◆ Exercise details
Each line below is to be written out in full, exactly as shown.

◆ Dataset excerpts

---

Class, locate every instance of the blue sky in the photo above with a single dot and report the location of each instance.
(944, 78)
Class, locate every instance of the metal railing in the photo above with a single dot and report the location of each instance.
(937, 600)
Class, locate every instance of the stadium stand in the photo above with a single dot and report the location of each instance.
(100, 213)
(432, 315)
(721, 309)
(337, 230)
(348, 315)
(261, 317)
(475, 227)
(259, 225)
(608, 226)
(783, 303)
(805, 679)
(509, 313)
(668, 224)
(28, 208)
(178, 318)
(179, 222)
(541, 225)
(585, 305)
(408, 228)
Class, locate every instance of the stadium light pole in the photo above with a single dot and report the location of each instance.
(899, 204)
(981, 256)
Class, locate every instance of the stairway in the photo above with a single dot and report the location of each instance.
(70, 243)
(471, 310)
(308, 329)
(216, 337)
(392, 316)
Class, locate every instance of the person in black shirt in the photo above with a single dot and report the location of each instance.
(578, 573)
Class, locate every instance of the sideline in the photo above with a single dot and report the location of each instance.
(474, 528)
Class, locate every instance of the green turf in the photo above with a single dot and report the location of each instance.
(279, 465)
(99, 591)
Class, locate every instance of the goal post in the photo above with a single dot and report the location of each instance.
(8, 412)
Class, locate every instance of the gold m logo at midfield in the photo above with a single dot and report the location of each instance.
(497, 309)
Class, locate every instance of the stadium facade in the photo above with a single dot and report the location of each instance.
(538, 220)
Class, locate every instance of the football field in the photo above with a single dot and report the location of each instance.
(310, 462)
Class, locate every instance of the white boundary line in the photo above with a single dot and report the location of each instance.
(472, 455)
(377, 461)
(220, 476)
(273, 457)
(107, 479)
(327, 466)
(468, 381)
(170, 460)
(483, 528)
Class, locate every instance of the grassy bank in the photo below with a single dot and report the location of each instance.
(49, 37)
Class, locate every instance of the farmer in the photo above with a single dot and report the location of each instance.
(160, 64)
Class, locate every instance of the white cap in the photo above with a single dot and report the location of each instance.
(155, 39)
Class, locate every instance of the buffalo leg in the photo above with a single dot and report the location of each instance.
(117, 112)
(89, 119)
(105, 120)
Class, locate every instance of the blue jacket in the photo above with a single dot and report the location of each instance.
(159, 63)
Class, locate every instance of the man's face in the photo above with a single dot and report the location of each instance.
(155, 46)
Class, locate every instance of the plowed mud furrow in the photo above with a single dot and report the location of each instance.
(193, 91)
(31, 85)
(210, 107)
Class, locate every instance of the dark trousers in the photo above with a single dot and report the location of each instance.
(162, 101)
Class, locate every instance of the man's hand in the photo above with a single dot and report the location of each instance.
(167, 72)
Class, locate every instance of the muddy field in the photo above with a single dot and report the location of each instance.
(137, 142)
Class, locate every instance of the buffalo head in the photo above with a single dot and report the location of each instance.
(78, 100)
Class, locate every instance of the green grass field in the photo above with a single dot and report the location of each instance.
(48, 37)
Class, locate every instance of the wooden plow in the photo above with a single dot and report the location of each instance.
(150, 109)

---

◆ Solution to the exercise
Class, locate every instance of the blue sky in the photo above with a single dot and report the location of each instance.
(944, 78)
Class, locate every instance of the metal railing in the photo above with a single dot and report the location of each instance.
(937, 600)
Class, locate every instance of the stadium stand in the photo above with a single dot and report the location of each instance.
(100, 213)
(432, 315)
(721, 309)
(337, 230)
(348, 315)
(261, 317)
(475, 227)
(259, 225)
(608, 226)
(783, 303)
(805, 679)
(509, 313)
(668, 224)
(28, 208)
(178, 318)
(179, 222)
(541, 225)
(585, 305)
(408, 228)
Class, locate every instance of the stadium light pole in the photo above with a single dot and report the location of each instance.
(899, 204)
(981, 256)
Class, locate every instance of the stairway in the photo above with a single dot and report the location of each instance.
(70, 243)
(471, 310)
(308, 329)
(216, 337)
(392, 316)
Class, locate every instance of the person in black shirt in the photo above with a single dot and report the location of each instance.
(578, 573)
Class, locate every instance of the sideline in the photo above with a single dot and report the location of each instance.
(474, 528)
Class, locate every instance of the green turf in the photo above with a single dot and report the location of each instance.
(279, 465)
(99, 591)
Class, locate every instance of the goal post in the photo above with a single dot and report the location of each instance.
(8, 412)
Class, locate every instance of the gold m logo at midfield in the photo above with a single dot and report the location of each instance.
(497, 309)
Class, locate every instance of the stadium facade in the photo above with a single dot and report the location of each instance.
(538, 220)
Class, locate every instance of the football field in the photo above with a single dot and report the location of each instance.
(310, 462)
Class, locate every instance of the white boundary line in the photo above with a single dot and report the location of each instance.
(472, 455)
(377, 461)
(220, 476)
(273, 457)
(107, 479)
(327, 466)
(468, 381)
(170, 460)
(483, 528)
Class, locate every instance of the grassy bank in the photo below with a single dot and report the location of each instance.
(49, 37)
Class, locate every instance of the farmer in the photo above with a single dot and report the location of each instance.
(160, 64)
Class, locate every instance of the white cap in the photo above with a single dot and report the location of each instance.
(155, 39)
Class, locate every instance of the buffalo leg in the photo above with a single dot and report the location of each instance.
(117, 112)
(89, 119)
(105, 120)
Class, locate every instance of the blue jacket in the photo above with a single dot and report the location of each instance.
(159, 63)
Class, locate every instance of the man's face in the photo above with a single dot and report the location of each instance.
(155, 46)
Class, locate every instance of the plowed mud furrow in the photo above with a single dot and report the location of each instance.
(193, 91)
(31, 85)
(210, 107)
Class, locate every instance of the dark trousers in the photo above with a single dot and report the location of each instance.
(162, 101)
Class, locate every instance of the man's hand in the photo above with a single dot and report the location of each instance.
(167, 72)
Class, locate every instance of the muddy field in the photo above with a single dot and report the location of each instance.
(137, 142)
Class, locate every instance of the buffalo head in the photo above with a single dot and report the location of each instance.
(78, 100)
Class, locate every instance of the green grass field in the photo above with a single dot and report the location of each instance.
(48, 37)
Class, locate every instance of the wooden plow in the photo above with a single dot and report the location of each instance.
(150, 109)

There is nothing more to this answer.